◆ **Excerpt provided**:
---+---

There’s never been a better time for HR to team up with building management teams
With a second lockdown in the UK and the return of work from home where you can advice, it’s clear that we’re now seeing long-term change when it comes to remote and flexible working.
As a result, the role of the office has undoubtedly evolved. In turn there is a growing likelihood that the offices and workspaces of the future could become the places where we go to meet colleagues for ad-hoc creative or strategic planning sessions, or simply because we want to connect with others, rather than acting as a permanent base.
Once we’ve emerged from the national lockdown, if people are going to choose to go into their workplace, rather than have to, then we’ll need to create offices where people really want to spend time.
They’ll need to be inviting, comfortable spaces with excellent hygiene and safety measures. And if we’re really clever about it, we can also create working environments that improve productivity and wellbeing – both critical factors given how challenging and isolating many people have found working from home to be.
As a result, HR managers could take advantage of this second lockdown period to work more closely with building management teams to improve the working environment.
In my experience, the best way of doing this is by using insights taken from building data and analytics to create more comfortable, safe and productive working environments for staff, when they decide and are able to return to their usual workplace.

---+---

◆ **Exercise 1**: In the piece on HR teaming up with building management, what does the writer suggest HR managers could use the second lockdown period to do?
◆ **Exercise 2**: Carry the article on HR and building management teams forward from its final sentence.

◆ **Labeled-object pointing entries**:
---+---

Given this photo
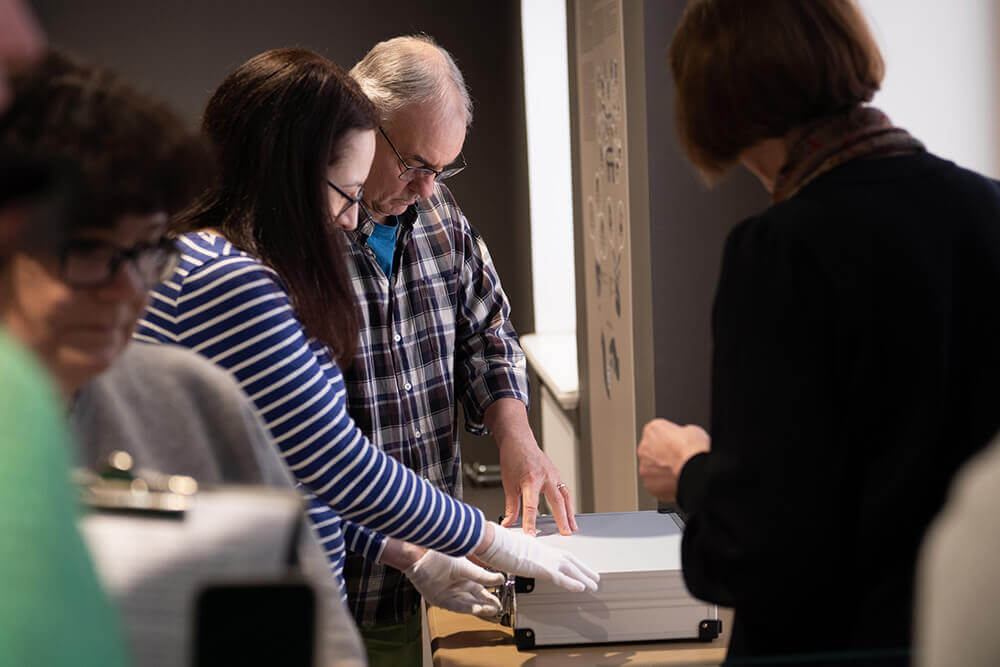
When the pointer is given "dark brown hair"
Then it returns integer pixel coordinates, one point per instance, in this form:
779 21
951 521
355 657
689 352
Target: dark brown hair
748 70
126 153
275 124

---+---

◆ **Written response 1**: Work more closely with building management teams to improve the working environment.

◆ **Written response 2**:
According to research from the Harvard Centre for Health and the Global Environment, working within ‘green environments’ can increase cognitive function by 61%, while controlling CO2 can do so by more than 125%.
By monitoring and managing the office atmosphere, building management and facility management teams can optimise workspaces to benefit staff and enable them to work more productively.
Safety is at the forefront of all our minds at the moment and configuring an office to implement social distancing measures, without having to find extra space, can be challenging. Having a better understanding of how the space is used is invaluable here, as predictive modelling can be used to scenario plan how an office can be best utilised with reduced occupancy, in order to follow social distancing guidelines.
To help us understand how to make our offices work better, in terms of both safety and wellbeing, we can turn to data. At Buro Happold, we use data from sensors, BMS systems, and smart lighting systems connecting directly to the cloud to allow the analysis of real-time data.
Our workplace analytics provide insights on how and where spaces are being utilised and assess workplace behaviour; for example, how often people leave their desks for a break, where they start conversations and how long a ‘one-hour meeting’ actually lasts.
They can also help to plan how a reduced and socially distanced workplace could look; for example, these illustrative animations, with varying occupancy rates, demonstrate how data can be used to highlight with red circles where any potential breaks in collisions may take place.
Sensors can also monitor environmental data such as CO2 levels, temperature, humidity, lighting and noise. By capturing and using data in this way, a complete picture can be built to demonstrate how effective a workplace is in terms of its space utilisation, energy efficiency, and, most importantly, connectivity, productivity, wellbeing and safety.
Once there is a better understanding about the working environment, and how it might be affecting staff, improvements can be then made to enhance the space.
Vodafone has used sensors to uncover opportunities in its London office to reduce more than 30% of its meeting spaces by resizing them to meet actual usage demands and to highlight opportunities for significant improvements in staff productivity.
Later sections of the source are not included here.